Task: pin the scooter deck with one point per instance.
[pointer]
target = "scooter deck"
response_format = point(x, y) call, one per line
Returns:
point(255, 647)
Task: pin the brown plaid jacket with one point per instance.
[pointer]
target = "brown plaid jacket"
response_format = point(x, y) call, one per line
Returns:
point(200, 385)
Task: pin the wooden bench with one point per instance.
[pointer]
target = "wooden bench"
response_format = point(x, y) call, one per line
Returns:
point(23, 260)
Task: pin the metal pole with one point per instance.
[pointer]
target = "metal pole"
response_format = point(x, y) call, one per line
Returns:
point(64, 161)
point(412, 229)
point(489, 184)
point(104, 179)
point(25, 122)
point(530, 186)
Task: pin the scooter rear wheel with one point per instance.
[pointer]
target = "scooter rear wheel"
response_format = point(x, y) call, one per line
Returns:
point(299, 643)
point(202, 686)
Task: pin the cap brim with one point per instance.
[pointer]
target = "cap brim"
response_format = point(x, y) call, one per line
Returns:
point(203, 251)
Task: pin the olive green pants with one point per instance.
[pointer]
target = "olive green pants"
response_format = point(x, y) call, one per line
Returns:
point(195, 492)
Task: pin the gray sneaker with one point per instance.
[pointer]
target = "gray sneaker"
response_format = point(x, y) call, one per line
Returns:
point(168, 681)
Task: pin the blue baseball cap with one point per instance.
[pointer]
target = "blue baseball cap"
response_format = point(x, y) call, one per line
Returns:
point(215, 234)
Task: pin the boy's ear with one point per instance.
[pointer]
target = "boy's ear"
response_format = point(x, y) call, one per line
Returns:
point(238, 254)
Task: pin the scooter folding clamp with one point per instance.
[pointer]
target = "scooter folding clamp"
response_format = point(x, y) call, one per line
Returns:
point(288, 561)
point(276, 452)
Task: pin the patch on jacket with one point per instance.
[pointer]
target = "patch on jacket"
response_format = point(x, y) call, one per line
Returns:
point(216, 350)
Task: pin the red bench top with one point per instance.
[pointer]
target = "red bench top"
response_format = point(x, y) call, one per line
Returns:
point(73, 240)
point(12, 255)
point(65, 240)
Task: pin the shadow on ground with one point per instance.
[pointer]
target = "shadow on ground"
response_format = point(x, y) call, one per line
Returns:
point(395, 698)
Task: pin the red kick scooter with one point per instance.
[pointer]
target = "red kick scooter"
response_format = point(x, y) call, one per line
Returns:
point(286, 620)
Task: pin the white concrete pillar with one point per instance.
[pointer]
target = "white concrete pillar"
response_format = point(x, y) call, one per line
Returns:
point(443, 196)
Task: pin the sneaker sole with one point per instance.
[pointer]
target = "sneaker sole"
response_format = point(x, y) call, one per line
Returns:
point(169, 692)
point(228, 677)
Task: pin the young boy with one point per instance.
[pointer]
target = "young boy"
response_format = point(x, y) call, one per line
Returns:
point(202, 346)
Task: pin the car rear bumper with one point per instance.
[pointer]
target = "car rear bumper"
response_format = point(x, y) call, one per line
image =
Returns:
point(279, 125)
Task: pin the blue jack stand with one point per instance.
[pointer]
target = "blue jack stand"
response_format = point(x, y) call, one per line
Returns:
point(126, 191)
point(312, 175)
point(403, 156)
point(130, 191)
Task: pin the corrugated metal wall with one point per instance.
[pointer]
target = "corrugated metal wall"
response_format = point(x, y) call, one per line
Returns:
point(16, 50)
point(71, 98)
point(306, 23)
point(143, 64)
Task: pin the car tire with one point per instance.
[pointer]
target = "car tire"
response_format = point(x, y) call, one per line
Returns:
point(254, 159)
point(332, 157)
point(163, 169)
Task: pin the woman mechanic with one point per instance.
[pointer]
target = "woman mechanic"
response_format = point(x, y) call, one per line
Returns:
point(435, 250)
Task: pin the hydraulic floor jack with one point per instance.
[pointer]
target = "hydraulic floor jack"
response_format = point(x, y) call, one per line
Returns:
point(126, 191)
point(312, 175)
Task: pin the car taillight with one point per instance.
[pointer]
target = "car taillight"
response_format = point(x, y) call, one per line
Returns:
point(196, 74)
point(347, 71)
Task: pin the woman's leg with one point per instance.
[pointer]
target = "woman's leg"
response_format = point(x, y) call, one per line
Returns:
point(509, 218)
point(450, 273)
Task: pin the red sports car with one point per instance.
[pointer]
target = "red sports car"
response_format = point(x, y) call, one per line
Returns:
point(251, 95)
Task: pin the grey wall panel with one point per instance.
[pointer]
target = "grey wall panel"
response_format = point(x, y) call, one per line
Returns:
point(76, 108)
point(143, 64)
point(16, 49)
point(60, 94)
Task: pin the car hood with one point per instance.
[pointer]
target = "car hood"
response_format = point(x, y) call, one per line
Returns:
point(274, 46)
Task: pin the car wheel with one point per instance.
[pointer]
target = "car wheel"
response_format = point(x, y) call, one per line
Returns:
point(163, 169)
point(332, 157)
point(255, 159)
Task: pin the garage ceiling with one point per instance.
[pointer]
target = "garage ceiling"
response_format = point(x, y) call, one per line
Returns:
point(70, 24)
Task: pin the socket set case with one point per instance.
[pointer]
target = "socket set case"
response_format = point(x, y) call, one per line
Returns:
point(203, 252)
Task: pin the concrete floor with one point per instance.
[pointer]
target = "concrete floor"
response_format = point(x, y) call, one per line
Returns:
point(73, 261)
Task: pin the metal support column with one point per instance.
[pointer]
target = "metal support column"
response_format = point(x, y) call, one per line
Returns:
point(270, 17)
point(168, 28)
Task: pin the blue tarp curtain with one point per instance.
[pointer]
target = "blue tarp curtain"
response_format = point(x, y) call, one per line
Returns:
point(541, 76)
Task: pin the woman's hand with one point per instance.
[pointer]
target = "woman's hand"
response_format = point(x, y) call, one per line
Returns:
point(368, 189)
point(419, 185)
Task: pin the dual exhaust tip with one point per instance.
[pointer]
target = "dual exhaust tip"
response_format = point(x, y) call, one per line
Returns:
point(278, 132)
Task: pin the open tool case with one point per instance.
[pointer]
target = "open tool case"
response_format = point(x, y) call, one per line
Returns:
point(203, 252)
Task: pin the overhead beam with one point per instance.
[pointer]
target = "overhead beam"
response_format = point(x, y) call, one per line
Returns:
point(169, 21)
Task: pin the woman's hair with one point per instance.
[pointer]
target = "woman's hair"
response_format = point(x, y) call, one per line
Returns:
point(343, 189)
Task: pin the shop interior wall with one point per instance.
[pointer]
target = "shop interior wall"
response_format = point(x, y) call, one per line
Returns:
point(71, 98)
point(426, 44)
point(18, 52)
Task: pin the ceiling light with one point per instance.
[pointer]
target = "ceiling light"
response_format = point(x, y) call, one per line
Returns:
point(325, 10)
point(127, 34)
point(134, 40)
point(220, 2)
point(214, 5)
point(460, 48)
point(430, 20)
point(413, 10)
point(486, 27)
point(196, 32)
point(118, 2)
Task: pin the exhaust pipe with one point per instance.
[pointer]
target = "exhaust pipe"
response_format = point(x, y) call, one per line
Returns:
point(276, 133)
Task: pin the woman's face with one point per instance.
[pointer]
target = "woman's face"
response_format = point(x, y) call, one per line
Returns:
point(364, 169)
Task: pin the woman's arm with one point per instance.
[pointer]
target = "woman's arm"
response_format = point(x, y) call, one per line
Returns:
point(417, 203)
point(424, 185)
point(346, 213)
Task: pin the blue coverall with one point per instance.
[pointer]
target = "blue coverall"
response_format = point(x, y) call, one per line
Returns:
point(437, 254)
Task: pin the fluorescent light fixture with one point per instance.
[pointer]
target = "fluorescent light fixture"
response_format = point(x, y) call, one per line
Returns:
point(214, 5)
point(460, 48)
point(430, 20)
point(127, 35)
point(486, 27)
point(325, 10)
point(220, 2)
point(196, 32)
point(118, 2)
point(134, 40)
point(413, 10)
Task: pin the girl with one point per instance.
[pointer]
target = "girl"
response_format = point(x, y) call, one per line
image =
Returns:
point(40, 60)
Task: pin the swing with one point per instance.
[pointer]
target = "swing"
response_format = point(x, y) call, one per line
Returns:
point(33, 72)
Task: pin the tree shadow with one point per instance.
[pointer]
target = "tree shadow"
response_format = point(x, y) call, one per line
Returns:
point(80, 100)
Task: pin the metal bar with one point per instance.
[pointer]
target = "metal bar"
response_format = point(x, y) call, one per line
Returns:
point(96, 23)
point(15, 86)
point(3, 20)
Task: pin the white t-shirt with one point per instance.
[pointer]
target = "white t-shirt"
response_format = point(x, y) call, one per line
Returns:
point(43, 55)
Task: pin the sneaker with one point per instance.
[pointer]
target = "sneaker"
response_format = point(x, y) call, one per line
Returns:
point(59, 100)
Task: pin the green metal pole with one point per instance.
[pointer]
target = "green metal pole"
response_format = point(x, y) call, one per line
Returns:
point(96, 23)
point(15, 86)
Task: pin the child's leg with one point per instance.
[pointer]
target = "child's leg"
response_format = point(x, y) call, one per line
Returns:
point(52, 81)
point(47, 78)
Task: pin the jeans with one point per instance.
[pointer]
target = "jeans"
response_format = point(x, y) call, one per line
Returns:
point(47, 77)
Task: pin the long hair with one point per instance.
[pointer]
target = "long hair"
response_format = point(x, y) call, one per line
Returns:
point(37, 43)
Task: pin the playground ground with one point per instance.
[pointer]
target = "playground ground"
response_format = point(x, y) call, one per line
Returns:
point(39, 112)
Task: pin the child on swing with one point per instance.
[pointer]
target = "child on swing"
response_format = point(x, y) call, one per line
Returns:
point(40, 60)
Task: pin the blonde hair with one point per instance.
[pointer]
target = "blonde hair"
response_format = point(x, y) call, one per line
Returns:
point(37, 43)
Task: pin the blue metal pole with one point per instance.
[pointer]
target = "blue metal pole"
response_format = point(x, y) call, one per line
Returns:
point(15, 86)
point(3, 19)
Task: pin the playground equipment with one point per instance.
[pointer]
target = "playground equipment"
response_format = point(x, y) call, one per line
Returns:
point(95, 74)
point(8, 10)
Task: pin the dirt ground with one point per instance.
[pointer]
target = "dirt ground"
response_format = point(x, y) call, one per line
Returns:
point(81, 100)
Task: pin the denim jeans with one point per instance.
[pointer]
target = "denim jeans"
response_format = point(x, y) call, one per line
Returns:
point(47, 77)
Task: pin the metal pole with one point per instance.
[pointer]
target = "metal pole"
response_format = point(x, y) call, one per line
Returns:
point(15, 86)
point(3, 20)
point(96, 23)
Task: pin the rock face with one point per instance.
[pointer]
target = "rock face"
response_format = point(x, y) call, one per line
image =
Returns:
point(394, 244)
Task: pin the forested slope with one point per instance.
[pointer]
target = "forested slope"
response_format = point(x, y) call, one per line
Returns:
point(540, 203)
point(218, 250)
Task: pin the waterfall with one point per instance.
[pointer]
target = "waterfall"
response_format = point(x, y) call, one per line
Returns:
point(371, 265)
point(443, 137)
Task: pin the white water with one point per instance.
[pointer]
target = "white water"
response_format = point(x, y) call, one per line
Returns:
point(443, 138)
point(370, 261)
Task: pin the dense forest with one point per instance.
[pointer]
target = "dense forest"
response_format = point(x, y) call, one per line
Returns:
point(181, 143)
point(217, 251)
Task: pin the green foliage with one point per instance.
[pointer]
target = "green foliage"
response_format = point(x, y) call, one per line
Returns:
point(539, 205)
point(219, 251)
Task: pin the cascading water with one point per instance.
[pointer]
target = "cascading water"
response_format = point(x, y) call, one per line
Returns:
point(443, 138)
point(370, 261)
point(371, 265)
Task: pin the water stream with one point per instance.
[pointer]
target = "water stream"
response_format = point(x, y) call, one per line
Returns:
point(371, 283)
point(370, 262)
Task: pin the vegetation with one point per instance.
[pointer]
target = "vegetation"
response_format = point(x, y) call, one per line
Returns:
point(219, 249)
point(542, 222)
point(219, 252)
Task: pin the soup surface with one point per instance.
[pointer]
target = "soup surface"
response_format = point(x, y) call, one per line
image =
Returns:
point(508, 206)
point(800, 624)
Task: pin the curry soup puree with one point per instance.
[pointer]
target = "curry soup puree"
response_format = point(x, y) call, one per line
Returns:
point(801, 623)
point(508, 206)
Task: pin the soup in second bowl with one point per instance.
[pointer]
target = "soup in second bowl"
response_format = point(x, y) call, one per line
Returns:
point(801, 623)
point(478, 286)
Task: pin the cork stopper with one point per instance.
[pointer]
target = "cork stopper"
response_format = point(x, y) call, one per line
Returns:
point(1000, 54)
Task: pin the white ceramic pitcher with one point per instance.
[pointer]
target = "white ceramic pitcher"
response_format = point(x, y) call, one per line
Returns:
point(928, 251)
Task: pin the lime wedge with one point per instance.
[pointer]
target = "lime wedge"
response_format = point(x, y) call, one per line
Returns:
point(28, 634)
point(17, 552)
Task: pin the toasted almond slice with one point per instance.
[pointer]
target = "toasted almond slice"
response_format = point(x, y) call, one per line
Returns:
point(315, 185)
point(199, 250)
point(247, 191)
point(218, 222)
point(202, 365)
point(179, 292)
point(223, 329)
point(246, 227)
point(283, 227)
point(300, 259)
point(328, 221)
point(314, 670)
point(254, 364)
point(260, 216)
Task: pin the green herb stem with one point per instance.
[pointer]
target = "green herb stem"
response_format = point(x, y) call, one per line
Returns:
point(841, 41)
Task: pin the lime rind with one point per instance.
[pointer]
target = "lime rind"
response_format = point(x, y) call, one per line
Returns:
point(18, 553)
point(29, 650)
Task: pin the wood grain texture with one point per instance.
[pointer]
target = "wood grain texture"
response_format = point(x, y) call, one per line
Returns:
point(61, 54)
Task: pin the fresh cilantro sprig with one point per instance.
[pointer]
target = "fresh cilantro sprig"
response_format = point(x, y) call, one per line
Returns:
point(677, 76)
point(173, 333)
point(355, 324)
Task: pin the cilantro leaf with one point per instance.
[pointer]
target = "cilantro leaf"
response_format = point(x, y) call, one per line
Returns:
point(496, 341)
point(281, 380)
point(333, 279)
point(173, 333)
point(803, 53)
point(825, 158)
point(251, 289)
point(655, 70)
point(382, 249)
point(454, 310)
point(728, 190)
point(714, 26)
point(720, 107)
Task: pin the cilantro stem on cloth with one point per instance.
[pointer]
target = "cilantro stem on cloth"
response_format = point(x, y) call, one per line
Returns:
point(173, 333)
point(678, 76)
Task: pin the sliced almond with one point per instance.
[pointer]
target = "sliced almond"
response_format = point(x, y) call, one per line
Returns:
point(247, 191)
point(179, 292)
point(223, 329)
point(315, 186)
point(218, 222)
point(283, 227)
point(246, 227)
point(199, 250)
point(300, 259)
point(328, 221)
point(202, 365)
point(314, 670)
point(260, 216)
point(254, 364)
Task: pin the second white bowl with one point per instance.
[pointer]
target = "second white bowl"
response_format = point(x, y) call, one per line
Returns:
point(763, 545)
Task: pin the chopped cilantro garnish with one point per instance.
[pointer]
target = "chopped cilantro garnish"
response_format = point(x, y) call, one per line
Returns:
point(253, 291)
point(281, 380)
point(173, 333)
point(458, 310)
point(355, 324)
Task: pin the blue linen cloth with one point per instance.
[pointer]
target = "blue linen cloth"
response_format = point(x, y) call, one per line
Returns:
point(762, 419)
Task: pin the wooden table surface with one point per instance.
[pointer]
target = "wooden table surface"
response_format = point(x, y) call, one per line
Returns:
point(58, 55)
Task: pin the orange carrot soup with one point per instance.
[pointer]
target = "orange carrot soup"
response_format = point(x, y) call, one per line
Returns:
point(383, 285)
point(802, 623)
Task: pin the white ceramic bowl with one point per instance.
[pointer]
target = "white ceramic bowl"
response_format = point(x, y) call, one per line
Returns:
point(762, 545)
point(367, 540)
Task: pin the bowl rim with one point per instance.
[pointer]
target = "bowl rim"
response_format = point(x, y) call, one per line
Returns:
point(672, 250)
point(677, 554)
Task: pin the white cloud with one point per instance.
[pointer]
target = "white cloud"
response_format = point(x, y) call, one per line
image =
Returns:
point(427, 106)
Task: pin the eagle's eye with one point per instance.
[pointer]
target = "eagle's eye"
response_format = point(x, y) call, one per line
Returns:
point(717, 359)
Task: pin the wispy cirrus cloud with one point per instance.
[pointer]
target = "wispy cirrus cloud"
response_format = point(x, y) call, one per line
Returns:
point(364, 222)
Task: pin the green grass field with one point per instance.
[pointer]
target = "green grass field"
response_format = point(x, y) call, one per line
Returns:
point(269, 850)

-.-.-

**WHAT THIS TASK INVOLVES**. Put the lines of the items above into a numbered list, from the line with "Task: pin the curry" to the line with "point(478, 286)", and leave out any blank lines.

**RESPONSE BELOW**.
1. Task: pin the curry soup puree with one point per instance.
2. [pointer]
3. target = "curry soup puree"
4. response_format = point(x, y) call, one per line
5. Returns:
6. point(801, 623)
7. point(508, 206)
8. Task: pin the soup in second bowl with one point per instance.
9. [pointer]
10. target = "soup in second bowl"
11. response_format = point(x, y) call, one per line
12. Returns:
13. point(801, 623)
14. point(478, 286)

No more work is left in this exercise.